## EXERCISE INPUTS

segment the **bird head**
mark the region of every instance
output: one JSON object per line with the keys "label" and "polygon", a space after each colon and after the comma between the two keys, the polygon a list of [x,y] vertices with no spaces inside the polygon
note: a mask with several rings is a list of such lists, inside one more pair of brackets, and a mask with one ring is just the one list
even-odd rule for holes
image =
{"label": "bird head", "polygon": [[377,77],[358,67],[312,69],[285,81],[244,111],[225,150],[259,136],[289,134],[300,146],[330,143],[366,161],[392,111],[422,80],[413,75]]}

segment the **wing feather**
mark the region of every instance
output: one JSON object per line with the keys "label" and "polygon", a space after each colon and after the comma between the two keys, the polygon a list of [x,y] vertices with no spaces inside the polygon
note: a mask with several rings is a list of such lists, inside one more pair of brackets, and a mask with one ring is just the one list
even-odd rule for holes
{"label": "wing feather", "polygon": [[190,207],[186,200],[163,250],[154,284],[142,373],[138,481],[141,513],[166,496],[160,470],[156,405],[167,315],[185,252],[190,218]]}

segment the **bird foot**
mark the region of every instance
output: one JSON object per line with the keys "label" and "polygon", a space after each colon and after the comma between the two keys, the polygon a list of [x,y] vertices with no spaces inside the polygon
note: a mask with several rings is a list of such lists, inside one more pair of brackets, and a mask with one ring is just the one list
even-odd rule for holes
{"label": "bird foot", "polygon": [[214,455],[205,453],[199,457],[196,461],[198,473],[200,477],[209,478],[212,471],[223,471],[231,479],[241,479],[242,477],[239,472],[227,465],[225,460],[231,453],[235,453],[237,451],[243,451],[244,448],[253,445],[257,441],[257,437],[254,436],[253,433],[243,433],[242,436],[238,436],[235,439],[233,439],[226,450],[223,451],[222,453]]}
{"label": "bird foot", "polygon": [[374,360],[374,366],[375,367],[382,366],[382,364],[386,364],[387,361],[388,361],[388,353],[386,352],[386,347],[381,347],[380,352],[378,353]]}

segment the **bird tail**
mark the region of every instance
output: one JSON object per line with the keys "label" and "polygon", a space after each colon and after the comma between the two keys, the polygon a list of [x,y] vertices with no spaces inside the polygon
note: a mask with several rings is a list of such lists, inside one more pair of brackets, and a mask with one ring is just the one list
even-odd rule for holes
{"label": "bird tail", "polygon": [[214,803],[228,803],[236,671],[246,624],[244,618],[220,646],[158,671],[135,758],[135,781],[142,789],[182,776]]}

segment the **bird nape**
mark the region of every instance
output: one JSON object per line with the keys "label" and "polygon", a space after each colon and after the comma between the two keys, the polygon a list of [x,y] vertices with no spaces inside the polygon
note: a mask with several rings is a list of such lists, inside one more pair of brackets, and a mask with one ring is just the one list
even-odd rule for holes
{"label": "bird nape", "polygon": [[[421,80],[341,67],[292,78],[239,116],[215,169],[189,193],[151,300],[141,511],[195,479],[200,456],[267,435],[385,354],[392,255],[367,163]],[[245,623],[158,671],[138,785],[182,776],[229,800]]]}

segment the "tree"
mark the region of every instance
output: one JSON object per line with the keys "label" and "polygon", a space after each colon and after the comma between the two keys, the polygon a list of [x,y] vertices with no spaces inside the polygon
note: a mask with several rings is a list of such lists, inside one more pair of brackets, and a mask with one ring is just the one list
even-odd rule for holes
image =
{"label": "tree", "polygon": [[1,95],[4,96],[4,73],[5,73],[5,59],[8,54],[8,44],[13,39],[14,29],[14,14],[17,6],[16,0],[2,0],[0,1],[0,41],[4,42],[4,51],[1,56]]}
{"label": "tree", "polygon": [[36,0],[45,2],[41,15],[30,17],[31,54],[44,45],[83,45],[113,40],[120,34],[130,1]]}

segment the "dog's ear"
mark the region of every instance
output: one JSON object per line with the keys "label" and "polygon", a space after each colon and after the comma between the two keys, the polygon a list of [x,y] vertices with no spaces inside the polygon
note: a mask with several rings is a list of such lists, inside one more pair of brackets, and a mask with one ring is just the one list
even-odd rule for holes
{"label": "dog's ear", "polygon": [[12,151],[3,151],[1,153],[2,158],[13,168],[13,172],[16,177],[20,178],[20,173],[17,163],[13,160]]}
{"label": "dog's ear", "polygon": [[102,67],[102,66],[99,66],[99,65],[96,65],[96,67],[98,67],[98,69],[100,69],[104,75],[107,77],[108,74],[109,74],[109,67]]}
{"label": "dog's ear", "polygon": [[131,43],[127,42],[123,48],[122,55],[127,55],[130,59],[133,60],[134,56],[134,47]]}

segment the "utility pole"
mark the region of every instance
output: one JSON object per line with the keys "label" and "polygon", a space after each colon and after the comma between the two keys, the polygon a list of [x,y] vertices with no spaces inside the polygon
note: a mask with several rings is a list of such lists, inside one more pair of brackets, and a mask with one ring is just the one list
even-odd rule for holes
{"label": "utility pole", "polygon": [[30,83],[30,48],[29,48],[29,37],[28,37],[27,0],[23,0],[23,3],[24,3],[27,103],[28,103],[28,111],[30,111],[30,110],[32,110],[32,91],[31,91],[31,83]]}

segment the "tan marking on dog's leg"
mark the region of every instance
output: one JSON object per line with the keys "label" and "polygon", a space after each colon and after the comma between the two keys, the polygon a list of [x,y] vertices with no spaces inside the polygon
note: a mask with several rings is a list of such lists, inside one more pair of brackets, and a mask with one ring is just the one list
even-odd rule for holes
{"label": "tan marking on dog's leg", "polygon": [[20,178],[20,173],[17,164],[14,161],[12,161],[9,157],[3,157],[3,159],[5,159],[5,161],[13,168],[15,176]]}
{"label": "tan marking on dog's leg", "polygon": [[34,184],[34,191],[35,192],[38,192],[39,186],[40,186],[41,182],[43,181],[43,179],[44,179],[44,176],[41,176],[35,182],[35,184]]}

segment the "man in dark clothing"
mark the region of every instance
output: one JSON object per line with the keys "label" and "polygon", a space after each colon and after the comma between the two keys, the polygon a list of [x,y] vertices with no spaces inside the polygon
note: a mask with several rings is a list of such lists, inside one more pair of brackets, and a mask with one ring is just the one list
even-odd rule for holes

---

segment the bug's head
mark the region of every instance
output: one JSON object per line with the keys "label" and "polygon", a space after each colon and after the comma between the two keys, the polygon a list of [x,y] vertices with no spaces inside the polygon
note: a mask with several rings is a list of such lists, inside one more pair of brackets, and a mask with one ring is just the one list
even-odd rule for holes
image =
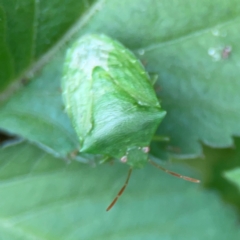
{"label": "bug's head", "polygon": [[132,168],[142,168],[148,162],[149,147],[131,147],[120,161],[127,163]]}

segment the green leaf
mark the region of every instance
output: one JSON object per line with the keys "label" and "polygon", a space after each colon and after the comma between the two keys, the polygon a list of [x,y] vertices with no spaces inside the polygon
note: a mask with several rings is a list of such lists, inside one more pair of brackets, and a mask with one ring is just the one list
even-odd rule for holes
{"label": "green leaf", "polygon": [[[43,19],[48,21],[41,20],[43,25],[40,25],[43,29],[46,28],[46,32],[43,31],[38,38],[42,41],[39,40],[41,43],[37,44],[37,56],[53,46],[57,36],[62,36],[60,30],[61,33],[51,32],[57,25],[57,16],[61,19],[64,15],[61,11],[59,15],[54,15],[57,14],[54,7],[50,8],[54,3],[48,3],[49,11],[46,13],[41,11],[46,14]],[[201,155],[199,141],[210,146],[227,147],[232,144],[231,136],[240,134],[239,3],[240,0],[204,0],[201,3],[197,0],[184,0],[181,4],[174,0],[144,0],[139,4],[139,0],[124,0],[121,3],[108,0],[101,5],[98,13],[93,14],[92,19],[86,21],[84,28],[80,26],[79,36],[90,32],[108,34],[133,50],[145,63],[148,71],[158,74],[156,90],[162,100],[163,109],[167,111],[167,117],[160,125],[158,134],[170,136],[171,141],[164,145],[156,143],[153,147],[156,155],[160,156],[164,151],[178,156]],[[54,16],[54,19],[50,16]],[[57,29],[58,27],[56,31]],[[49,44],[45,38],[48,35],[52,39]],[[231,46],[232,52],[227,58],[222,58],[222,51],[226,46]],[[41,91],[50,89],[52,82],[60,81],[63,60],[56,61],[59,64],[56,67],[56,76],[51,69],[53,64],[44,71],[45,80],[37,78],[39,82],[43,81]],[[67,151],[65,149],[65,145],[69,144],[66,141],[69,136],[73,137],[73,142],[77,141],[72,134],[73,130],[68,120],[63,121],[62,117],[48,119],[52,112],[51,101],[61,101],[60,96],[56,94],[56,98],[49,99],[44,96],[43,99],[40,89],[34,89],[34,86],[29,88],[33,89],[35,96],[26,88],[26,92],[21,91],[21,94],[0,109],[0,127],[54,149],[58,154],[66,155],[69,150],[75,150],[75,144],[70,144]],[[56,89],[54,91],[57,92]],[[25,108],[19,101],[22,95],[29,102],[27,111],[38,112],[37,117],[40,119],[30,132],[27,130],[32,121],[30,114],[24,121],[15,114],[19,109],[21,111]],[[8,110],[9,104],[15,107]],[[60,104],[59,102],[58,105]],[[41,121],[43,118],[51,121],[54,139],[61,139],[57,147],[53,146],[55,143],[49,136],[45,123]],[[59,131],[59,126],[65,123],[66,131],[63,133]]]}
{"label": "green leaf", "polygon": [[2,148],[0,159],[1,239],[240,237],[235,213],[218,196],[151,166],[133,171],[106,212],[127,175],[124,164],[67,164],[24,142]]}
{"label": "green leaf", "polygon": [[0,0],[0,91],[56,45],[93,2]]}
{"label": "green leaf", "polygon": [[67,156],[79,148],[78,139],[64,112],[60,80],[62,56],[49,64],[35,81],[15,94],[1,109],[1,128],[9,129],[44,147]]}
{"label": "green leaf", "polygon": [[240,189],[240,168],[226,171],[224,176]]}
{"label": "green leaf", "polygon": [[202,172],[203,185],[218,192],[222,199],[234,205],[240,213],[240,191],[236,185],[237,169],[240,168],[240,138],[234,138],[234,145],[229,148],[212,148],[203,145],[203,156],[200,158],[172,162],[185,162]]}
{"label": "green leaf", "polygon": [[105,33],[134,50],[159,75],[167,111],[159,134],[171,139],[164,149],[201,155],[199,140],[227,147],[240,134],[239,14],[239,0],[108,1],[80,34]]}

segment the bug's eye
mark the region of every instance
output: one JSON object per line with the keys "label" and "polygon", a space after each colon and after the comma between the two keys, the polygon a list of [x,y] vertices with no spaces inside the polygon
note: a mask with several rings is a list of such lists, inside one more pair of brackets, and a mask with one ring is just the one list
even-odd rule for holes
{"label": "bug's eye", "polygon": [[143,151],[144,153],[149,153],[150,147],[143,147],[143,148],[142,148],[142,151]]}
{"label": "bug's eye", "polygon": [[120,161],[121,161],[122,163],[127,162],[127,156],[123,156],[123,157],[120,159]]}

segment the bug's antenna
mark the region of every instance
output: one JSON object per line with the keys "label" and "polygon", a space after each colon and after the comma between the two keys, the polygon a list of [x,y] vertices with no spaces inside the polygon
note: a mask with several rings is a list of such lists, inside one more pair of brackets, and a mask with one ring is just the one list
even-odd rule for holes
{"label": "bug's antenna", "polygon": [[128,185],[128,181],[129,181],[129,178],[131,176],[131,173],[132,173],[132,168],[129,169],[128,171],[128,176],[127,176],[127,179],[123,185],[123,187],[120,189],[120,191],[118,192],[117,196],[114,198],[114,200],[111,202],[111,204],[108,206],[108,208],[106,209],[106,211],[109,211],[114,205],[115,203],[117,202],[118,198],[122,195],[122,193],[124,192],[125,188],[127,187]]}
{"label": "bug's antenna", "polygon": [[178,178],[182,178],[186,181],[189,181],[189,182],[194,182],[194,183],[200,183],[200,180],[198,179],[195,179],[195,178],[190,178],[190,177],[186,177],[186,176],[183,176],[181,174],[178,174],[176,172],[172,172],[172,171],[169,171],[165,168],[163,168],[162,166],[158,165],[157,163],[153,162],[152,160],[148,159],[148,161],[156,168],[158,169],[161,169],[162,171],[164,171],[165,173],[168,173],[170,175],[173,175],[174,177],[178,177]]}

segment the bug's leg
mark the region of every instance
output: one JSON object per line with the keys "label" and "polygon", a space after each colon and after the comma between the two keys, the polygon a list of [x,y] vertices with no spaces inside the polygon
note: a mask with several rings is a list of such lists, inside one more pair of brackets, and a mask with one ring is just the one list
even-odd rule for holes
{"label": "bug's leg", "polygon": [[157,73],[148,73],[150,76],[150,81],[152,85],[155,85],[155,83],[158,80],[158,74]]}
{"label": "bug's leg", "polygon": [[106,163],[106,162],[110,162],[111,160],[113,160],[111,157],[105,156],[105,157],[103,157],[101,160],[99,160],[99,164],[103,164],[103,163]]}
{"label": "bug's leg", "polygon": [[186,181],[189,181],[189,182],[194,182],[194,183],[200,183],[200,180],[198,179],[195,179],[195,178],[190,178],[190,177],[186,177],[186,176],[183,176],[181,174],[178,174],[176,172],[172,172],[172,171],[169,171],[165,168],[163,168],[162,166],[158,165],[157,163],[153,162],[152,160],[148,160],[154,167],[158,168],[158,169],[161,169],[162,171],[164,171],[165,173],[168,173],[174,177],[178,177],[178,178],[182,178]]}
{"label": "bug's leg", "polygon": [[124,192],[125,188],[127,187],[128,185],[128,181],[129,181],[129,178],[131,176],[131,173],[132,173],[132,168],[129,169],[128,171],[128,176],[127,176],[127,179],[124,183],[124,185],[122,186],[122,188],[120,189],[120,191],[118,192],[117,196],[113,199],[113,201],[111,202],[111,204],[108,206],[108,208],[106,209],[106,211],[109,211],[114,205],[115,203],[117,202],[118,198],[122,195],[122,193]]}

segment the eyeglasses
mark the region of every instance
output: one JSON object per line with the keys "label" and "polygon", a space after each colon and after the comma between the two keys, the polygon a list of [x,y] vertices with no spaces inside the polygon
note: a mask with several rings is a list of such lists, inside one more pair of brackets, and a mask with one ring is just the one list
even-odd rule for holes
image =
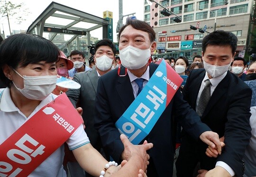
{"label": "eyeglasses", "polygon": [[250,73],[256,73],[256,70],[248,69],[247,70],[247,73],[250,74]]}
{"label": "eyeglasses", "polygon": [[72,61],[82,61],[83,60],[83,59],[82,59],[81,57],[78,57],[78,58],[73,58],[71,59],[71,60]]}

---

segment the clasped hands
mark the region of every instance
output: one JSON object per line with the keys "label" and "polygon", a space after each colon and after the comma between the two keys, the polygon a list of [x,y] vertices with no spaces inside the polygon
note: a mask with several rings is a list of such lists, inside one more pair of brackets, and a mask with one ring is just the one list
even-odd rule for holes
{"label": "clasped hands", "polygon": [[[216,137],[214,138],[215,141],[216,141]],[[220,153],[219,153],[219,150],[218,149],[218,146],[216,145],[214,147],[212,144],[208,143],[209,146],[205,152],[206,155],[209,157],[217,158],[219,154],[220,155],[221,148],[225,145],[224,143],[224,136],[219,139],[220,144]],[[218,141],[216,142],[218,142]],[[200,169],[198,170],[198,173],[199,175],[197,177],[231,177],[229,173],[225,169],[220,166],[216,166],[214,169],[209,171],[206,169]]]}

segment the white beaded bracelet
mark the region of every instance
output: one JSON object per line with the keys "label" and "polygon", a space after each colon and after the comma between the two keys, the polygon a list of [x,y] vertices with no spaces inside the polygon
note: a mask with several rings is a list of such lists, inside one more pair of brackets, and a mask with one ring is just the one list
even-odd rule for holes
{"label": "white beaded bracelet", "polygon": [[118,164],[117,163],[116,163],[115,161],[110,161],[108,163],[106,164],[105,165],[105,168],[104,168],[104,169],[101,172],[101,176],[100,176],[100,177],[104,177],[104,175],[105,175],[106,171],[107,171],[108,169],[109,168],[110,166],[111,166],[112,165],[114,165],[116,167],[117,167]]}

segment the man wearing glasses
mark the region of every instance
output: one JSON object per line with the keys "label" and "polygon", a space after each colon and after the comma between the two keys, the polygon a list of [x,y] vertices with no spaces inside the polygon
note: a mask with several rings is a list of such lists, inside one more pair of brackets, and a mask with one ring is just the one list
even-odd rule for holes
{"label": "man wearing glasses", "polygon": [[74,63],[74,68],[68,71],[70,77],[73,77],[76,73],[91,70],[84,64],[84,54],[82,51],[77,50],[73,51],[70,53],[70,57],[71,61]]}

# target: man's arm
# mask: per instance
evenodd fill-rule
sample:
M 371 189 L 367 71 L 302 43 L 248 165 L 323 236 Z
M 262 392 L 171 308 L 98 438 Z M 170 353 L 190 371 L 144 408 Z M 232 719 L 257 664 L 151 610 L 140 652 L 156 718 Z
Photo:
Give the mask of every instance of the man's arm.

## TASK STATEMENT
Rewrite everything from "# target: man's arm" down to "Give the mask", replacing "sample" with "example" and leaving the rest unchanged.

## WRITTEN RESPONSE
# target: man's arm
# mask: per instance
evenodd fill-rule
example:
M 371 189 L 367 71 L 302 43 L 248 165 L 323 236 Z
M 262 392 L 171 308 L 98 438 Z M 170 353 L 190 371 L 144 408 Z M 232 719 L 257 664 L 151 610 L 140 652 L 156 718 Z
Photo:
Give the mask of every instance of the man's arm.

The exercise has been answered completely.